Your instructions →
Output the lines below as a numbered list, omitting any blank lines. Leave the pictures out of your answer.

Records of labeled boxes
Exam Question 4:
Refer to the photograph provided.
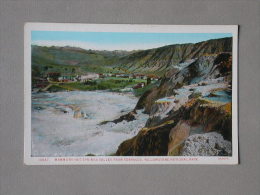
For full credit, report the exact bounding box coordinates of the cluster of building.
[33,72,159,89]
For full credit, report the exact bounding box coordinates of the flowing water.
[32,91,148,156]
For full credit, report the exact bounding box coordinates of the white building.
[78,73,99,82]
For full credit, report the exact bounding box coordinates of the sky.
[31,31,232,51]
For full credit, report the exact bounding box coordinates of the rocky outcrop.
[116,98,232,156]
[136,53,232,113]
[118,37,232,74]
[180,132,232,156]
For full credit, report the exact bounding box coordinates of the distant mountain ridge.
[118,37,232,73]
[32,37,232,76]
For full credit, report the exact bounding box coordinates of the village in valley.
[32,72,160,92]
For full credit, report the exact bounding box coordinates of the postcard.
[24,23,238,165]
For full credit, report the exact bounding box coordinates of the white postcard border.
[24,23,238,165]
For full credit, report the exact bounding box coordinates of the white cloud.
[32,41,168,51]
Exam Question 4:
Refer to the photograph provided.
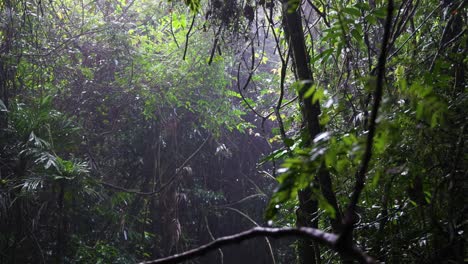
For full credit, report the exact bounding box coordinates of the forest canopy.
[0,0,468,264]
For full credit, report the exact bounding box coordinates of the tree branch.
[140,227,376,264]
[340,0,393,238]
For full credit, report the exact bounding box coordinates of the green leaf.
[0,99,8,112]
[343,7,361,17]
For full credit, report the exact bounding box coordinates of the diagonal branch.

Answer below →
1. Exam Question 4:
2. Refer to the photograph provided.
3. For full credit, report the exact bounding box coordinates of the cluster of building.
4. [33,72,159,89]
5. For full credit, report the exact bounding box coordinates of the flowing water.
6. [32,91,148,156]
7. For full credit, report the exact bounding box coordinates of the white building.
8. [78,73,99,82]
9. For full credit, report the exact bounding box coordinates of the sky.
10. [31,31,232,51]
11. For full credit, report the exact bounding box coordinates of the rocky outcrop.
12. [116,98,232,156]
13. [136,53,232,113]
14. [118,37,232,74]
15. [180,132,232,156]
16. For full credit, report the exact bounding box coordinates of the distant mountain ridge.
17. [118,37,232,73]
18. [32,37,232,76]
19. For full credit, report the exact bounding box coordinates of the village in valley.
20. [32,72,160,92]
21. For full credit, report the exact bounding box coordinates of the postcard.
22. [24,23,238,165]
23. For full credit, report the exact bounding box coordinates of the white postcard border.
24. [24,23,238,165]
25. For full credit, report the exact bounding box coordinates of the white cloud.
26. [32,41,168,51]
27. Exam Question 4:
28. Refer to the photograph provided.
29. For full credit, report the exact bounding box coordinates of the forest canopy.
30. [0,0,468,264]
31. For full credit, report the exact bounding box coordinates of the tree branch.
32. [140,227,376,264]
33. [340,0,393,238]
34. For full credit, report the exact bounding box coordinates of the green leaf.
35. [0,99,8,112]
36. [343,7,361,17]
37. For full credit, report the exact bounding box coordinates of the diagonal branch.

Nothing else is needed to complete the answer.